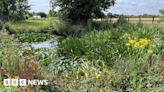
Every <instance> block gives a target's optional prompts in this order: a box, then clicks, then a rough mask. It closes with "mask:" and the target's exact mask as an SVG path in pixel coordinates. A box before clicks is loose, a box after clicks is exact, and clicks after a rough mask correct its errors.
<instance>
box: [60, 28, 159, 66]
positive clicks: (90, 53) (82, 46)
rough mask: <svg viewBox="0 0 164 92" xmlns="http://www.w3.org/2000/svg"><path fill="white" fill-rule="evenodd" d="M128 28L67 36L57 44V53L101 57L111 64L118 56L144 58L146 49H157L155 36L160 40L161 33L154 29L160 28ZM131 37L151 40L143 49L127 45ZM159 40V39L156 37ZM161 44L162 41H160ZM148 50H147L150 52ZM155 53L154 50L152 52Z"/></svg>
mask: <svg viewBox="0 0 164 92" xmlns="http://www.w3.org/2000/svg"><path fill="white" fill-rule="evenodd" d="M128 29H129V30H126V31H124V29H123V28H116V29H113V30H112V31H104V32H92V33H89V34H86V35H84V36H82V37H81V38H78V37H68V38H67V39H66V40H65V41H63V42H62V43H61V44H60V45H59V48H60V49H59V53H60V54H61V55H66V56H68V57H70V56H71V57H83V56H84V57H87V58H89V59H90V60H93V59H95V60H97V59H101V60H104V61H105V62H106V63H107V64H108V65H111V64H113V61H115V60H116V59H118V58H129V57H130V58H134V59H135V60H139V57H140V58H144V59H146V56H148V54H147V52H148V50H149V49H150V50H151V49H152V50H153V52H154V51H156V50H159V48H154V46H156V45H158V44H159V43H158V44H157V43H155V42H157V39H156V36H157V35H158V37H160V41H162V35H161V34H158V32H155V31H154V30H159V31H161V32H162V30H161V29H156V28H149V27H145V26H144V27H141V28H138V26H136V25H134V26H131V27H130V28H128ZM129 37H133V38H134V39H136V40H139V39H143V38H146V39H148V40H151V42H150V47H151V48H150V47H149V46H148V47H144V49H134V48H131V47H129V46H127V45H128V44H127V42H128V38H129ZM158 40H159V39H158ZM160 46H162V42H160ZM150 50H149V52H150ZM160 52H161V51H160ZM154 53H155V52H154Z"/></svg>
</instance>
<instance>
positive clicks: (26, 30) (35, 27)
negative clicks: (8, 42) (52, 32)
mask: <svg viewBox="0 0 164 92" xmlns="http://www.w3.org/2000/svg"><path fill="white" fill-rule="evenodd" d="M9 26H10V29H11V30H12V31H15V32H39V31H41V30H43V29H46V28H48V26H49V19H44V20H32V19H30V20H25V21H22V22H17V23H9Z"/></svg>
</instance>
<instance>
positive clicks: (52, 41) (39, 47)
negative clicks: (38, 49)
mask: <svg viewBox="0 0 164 92" xmlns="http://www.w3.org/2000/svg"><path fill="white" fill-rule="evenodd" d="M57 44H58V41H57V40H56V39H51V40H48V41H45V42H39V43H31V46H32V47H33V48H43V49H49V48H55V47H57Z"/></svg>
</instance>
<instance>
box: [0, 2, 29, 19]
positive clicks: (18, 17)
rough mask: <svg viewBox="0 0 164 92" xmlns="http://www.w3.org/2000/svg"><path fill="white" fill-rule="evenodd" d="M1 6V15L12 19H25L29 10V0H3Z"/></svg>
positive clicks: (0, 13)
mask: <svg viewBox="0 0 164 92" xmlns="http://www.w3.org/2000/svg"><path fill="white" fill-rule="evenodd" d="M0 6H1V7H0V15H4V16H7V17H8V19H10V20H22V19H25V16H26V14H27V13H28V10H29V5H28V0H1V1H0Z"/></svg>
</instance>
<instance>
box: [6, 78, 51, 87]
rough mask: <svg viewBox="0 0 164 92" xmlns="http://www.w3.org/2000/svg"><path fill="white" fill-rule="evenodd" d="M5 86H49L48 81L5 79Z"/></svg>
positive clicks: (47, 80)
mask: <svg viewBox="0 0 164 92" xmlns="http://www.w3.org/2000/svg"><path fill="white" fill-rule="evenodd" d="M3 85H4V86H27V85H30V86H37V85H41V86H43V85H45V86H46V85H48V80H26V79H4V80H3Z"/></svg>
-=-=-
▶ [AUFGABENSTELLUNG]
Geben Sie jede Zeile des obigen Materials zurück, in der die Zeichenfolge „positive“ vorkommt. Dabei ist die Groß- und Kleinschreibung zu beachten.

▶ [ERGEBNIS]
positive clicks: (90, 53) (82, 46)
positive clicks: (26, 30) (35, 27)
positive clicks: (52, 41) (39, 47)
positive clicks: (18, 17)
positive clicks: (0, 13)
positive clicks: (47, 80)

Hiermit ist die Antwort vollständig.